• _YOUR TASKS_:
#1 In the BayesNF tutorial, about how long does the training configuration take on a TPU v3-8?
#2 Print the BayesNF tutorial from "for ax, location" up to and including "marker='.', color='k', linewidth=1)".

• _GIVEN TEXT_:
We can also plot the observed time series at each of the 20 spatial locations. The data clarify several patterns: - There is a low-frequency (annual) seasonal effect. - There is possibly a higher-frequency (monthly) seasonal effect. - Locations closer in space demonstrate the strongest cross-covariance. - As the data is not normalized per-capita, the amplitude of the time series (on the y-axes) generally vary across counties.

locations = df_train.location.unique()
fig, axes = plt.subplots(ncols=4, nrows=5, tight_layout=True, figsize=(25,20))
for ax, location in zip(axes.flat, locations):
  df_location = df_train[df_train.location==location]
  latitude, longitude = df_location.iloc[0][['latitude', 'longitude']]
  ax.plot(df_location.datetime, df_location.chickenpox, marker='.', color='k', linewidth=1)
  ax.set_title(f'County: {location} ({longitude:.2f}, {latitude:.2f})')
  ax.set_xlabel('Time')
  ax.set_ylabel('Chickenpox Cases')

png

Spatiotemporal Prediction with BayesNF¤

The next step is to construct a BayesNF model . Since this dataset consists of areal (or lattice) measurements, we represent the spatial locations using the centroid (in (latitude, longitude) coordinates) of each county.

Building an Estimator¤

BayesNF provides three different estimation methods:

BayesianNeuralFieldMAP estimator, which performs inference using stochastic ensembles of maximum-a-posteriori estimates.
BayesianNeuralFieldVI which uses ensemble of posterior surrogates learned using variational Bayesian inference.
BayesianNeuralFieldMLE, which uses an ensemble of maximum likelihood estimates.

All of these estimators satisfy the same API of the abstract BayesianNeuralFieldEstimator class.

We will use the MAP version in this tutorial.

from bayesnf.spatiotemporal import BayesianNeuralFieldMAP

model = BayesianNeuralFieldMAP(
  width=256,
  depth=2,
  freq='W',
  seasonality_periods=['M', 'Y'], # equivalent to [365.25/12, 365.25]
  num_seasonal_harmonics=[2, 10], # two harmonics for M; one harmonic for Y
  feature_cols=['datetime', 'latitude', 'longitude'], # time, spatial 1, ..., spatial n
  target_col='chickenpox',
  observation_model='NORMAL',
  timetype='index',
  standardize=['latitude', 'longitude'],
  interactions=[(0, 1), (0, 2), (1, 2)],
  )

Fitting the Estimator¤

All three estimators provide a .fit method, with slightly different signatures. The configuration below trains an ensemble comprised of 64 particles for 5000 epochs. These commands require ~120 seconds on a TPU v3-8; the ensemble_size and num_epochs values should be adjusted depending on the available resources.

# Train MAP ensemble
model = model.fit(
    df_train,
    seed=jax.random.PRNGKey(0),
    ensemble_size=64,
    num_epochs=5000,
    )

• _MATERIAL SHOWN_:
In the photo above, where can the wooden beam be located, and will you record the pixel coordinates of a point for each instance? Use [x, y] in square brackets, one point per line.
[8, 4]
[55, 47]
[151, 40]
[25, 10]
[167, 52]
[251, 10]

• _ANSWERS TO THE PROBLEMS_:
#1 About 120 seconds.

#2
for ax, location in zip(axes.flat, locations):
  df_location = df_train[df_train.location==location]
  latitude, longitude = df_location.iloc[0][['latitude', 'longitude']]
  ax.plot(df_location.datetime, df_location.chickenpox, marker='.', color='k', linewidth=1)